**阅读短文:**
****

但是从总体上来说,社区中的各种公民参与网络总量不足,人均拥有量较少,并且网络内的资源不丰富。在许多社区,社区仅仅是社区居民的一个居住地,而非社会关系网络的中心。许多调查显示,当社区居民遇到困难,需要获得帮助时,首先找的是亲戚、朋友、同学,或者同事、单位,能够主动寻求社区组织或者邻居帮助的比较少。这就是说,社区居民关系网络的主体在社区外,而不在社区内部。反过来,由于互惠程度的低下也影响了居民之间的社区参与和相互合作。这表现在对社区的一些公共物品的生产、利用和维护上边,出现了集体行动的困境,而不能采取一种相互协作的态度去解决这些问题以此来促进整个社区社会资本水平的提高。

****

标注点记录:
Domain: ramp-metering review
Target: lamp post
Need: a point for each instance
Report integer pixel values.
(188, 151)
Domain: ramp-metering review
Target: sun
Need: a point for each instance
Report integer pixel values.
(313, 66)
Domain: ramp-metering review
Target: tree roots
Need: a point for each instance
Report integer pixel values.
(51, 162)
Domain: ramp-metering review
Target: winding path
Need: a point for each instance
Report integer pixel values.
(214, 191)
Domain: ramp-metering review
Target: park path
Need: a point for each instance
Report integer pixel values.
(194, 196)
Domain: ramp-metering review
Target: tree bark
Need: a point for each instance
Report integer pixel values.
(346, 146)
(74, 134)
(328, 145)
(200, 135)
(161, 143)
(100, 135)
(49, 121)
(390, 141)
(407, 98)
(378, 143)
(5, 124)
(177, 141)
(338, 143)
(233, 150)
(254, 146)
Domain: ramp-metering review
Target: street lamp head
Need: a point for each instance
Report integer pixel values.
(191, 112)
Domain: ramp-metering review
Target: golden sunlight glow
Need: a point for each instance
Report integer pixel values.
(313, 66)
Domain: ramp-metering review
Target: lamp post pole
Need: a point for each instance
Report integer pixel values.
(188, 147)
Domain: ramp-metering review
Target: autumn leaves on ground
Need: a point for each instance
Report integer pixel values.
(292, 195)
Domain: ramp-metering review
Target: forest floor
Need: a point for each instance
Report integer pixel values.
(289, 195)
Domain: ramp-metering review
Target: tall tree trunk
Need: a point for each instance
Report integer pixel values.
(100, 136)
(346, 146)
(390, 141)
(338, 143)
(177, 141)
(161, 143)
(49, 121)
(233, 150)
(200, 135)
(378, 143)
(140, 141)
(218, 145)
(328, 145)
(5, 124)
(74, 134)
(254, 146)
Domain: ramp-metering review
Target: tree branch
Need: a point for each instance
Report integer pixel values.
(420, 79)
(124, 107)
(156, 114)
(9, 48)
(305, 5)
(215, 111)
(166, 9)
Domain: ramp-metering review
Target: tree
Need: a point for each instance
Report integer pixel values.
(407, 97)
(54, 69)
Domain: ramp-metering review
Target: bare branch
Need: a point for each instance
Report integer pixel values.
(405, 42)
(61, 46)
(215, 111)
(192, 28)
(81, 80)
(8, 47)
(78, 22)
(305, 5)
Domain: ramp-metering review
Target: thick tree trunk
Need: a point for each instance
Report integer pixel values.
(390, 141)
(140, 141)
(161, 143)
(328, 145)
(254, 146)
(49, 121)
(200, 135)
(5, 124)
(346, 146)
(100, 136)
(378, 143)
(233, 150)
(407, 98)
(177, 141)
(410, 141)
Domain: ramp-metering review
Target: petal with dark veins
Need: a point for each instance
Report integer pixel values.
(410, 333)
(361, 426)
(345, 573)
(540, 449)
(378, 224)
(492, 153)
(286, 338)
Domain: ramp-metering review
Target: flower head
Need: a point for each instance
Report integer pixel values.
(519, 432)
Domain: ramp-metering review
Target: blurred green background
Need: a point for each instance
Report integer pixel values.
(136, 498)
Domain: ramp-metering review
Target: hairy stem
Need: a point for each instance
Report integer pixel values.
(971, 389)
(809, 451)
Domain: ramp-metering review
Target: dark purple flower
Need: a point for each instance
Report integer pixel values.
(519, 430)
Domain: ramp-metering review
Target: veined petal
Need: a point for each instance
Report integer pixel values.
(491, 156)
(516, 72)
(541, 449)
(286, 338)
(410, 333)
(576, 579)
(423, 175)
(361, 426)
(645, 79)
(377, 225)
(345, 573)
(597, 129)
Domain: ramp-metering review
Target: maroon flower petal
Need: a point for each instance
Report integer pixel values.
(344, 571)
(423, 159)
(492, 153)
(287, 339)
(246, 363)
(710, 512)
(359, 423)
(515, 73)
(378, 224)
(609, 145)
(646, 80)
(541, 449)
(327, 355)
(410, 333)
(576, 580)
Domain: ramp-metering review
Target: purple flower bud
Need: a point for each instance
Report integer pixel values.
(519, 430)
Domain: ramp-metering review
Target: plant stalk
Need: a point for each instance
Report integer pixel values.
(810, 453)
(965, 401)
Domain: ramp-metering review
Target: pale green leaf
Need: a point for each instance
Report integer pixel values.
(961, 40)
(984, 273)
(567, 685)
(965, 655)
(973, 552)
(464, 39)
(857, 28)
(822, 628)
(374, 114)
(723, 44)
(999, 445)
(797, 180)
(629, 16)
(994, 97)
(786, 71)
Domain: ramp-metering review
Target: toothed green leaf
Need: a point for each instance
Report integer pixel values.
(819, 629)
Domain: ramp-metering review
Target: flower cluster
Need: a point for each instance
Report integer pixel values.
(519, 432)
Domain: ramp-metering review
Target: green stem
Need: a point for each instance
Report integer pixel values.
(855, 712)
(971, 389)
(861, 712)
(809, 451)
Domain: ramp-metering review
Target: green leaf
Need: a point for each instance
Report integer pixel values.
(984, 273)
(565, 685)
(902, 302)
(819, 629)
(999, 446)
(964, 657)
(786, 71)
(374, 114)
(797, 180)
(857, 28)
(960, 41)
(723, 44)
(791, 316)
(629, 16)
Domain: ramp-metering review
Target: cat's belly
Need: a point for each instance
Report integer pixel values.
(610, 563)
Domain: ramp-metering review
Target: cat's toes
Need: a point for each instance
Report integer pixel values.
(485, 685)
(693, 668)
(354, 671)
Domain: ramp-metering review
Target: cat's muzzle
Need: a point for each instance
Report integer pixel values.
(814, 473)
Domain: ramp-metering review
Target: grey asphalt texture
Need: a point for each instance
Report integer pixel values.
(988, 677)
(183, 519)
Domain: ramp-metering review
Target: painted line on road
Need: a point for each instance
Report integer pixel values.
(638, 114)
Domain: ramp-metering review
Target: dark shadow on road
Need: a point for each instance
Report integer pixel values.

****

**布置任务:** 把上面那段讲社区参与网络的短文一字不差地完整抄写一遍。

**书面回答:**
但是从总体上来说,社区中的各种公民参与网络总量不足,人均拥有量较少,并且网络内的资源不丰富。在许多社区,社区仅仅是社区居民的一个居住地,而非社会关系网络的中心。许多调查显示,当社区居民遇到困难,需要获得帮助时,首先找的是亲戚、朋友、同学,或者同事、单位,能够主动寻求社区组织或者邻居帮助的比较少。这就是说,社区居民关系网络的主体在社区外,而不在社区内部。反过来,由于互惠程度的低下也影响了居民之间的社区参与和相互合作。这表现在对社区的一些公共物品的生产、利用和维护上边,出现了集体行动的困境,而不能采取一种相互协作的态度去解决这些问题以此来促进整个社区社会资本水平的提高。